Data excerpts
= = = = = = =

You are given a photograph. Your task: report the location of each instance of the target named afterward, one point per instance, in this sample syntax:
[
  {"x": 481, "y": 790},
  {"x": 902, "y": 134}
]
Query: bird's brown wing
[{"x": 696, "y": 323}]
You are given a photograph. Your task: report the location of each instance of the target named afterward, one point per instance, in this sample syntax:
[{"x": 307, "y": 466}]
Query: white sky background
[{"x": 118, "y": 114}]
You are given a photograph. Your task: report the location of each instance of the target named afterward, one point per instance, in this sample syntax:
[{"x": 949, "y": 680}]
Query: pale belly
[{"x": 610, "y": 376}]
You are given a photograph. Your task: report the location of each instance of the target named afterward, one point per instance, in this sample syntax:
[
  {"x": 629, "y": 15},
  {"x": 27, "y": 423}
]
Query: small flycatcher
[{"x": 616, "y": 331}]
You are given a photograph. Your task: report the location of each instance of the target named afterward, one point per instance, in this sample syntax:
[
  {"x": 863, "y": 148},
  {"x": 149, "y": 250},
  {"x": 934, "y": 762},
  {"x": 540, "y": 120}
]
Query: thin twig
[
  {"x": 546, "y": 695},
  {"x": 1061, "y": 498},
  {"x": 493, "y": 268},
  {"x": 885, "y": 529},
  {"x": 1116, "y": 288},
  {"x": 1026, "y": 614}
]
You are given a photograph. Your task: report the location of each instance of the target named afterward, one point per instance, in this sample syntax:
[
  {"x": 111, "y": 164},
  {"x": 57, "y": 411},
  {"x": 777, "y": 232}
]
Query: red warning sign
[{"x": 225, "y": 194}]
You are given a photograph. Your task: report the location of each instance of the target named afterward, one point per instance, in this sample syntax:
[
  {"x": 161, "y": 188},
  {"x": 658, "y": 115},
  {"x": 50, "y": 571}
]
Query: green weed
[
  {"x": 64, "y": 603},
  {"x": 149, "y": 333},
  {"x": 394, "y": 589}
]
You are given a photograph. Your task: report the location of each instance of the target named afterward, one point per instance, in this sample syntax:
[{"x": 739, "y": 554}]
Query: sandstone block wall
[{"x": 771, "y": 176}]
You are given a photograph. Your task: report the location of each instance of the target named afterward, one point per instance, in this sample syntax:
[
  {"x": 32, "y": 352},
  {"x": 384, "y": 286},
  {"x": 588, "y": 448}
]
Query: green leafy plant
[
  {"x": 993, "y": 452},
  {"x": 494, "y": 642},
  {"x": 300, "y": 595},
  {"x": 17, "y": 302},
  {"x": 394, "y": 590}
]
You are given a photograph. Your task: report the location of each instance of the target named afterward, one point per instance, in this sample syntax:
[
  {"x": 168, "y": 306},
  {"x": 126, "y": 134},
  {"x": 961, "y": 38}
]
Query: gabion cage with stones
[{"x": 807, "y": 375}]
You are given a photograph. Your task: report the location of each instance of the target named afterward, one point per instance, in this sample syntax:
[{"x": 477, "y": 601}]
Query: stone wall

= = = = = = =

All the entries must be retyped exactly.

Exercise answer
You are given a photograph. Your task: report the location of each instance of the target named afterward, one point per instance, in this sample syntax:
[
  {"x": 481, "y": 790},
  {"x": 902, "y": 134}
]
Query: bird's brown wing
[{"x": 696, "y": 323}]
You are given a photograph. Your task: report the location of each instance of the target named afterward, one point per instance, in this sample syntax:
[{"x": 307, "y": 466}]
Query: white sky background
[{"x": 118, "y": 114}]
You are given a photograph. Your task: report the location of each instance of the target named afterward, one point per instance, in this sample syntax:
[{"x": 949, "y": 680}]
Query: pale belly
[{"x": 610, "y": 376}]
You are given a photograph. Your task: report the location of each instance of the target named afterward, one point per instance, in this sample syntax:
[
  {"x": 629, "y": 15},
  {"x": 27, "y": 423}
]
Query: small flycatcher
[{"x": 616, "y": 331}]
You are given a photograph. Your task: report the location of each instance of the target named afterward, one point per instance, in this sample syntax:
[
  {"x": 863, "y": 148},
  {"x": 149, "y": 250},
  {"x": 934, "y": 762},
  {"x": 540, "y": 120}
]
Query: thin twig
[
  {"x": 546, "y": 695},
  {"x": 1061, "y": 498},
  {"x": 493, "y": 268},
  {"x": 885, "y": 529},
  {"x": 1116, "y": 288},
  {"x": 1026, "y": 614}
]
You are given a photograph. Your task: report the location of each instance of the target named afterward, one point per instance, in this sample syntax:
[
  {"x": 111, "y": 164},
  {"x": 57, "y": 411},
  {"x": 777, "y": 232}
]
Query: red warning sign
[{"x": 225, "y": 194}]
You are given a photograph. Your task: report the location of each instance of the target named afterward, one point per instance, in this sample syntax:
[
  {"x": 161, "y": 188},
  {"x": 658, "y": 115},
  {"x": 50, "y": 571}
]
Query: green weed
[
  {"x": 64, "y": 603},
  {"x": 149, "y": 333},
  {"x": 394, "y": 589}
]
You are given a photograph. Your task: report the location of each instance of the target named afterward, one point per instance, in this sample syntax:
[{"x": 739, "y": 554}]
Query: sandstone block wall
[{"x": 771, "y": 176}]
You are given a photograph. Your task: report the location of each instance of the target named afterward, one point per instance, in this sample syntax:
[
  {"x": 32, "y": 352},
  {"x": 384, "y": 286},
  {"x": 588, "y": 448}
]
Query: green leafy plant
[
  {"x": 993, "y": 452},
  {"x": 494, "y": 642},
  {"x": 300, "y": 595},
  {"x": 17, "y": 302},
  {"x": 394, "y": 590}
]
You are given a photograph. Your task: report the location of each instance of the target named afterward, one point per instance, in this sample syntax:
[
  {"x": 168, "y": 306},
  {"x": 126, "y": 134},
  {"x": 961, "y": 38}
]
Query: gabion cage with stones
[{"x": 807, "y": 375}]
You are given a photograph. Your task: report the location of each instance of the target named afterward, one point per instance, in this sample syntax:
[{"x": 477, "y": 601}]
Query: stone wall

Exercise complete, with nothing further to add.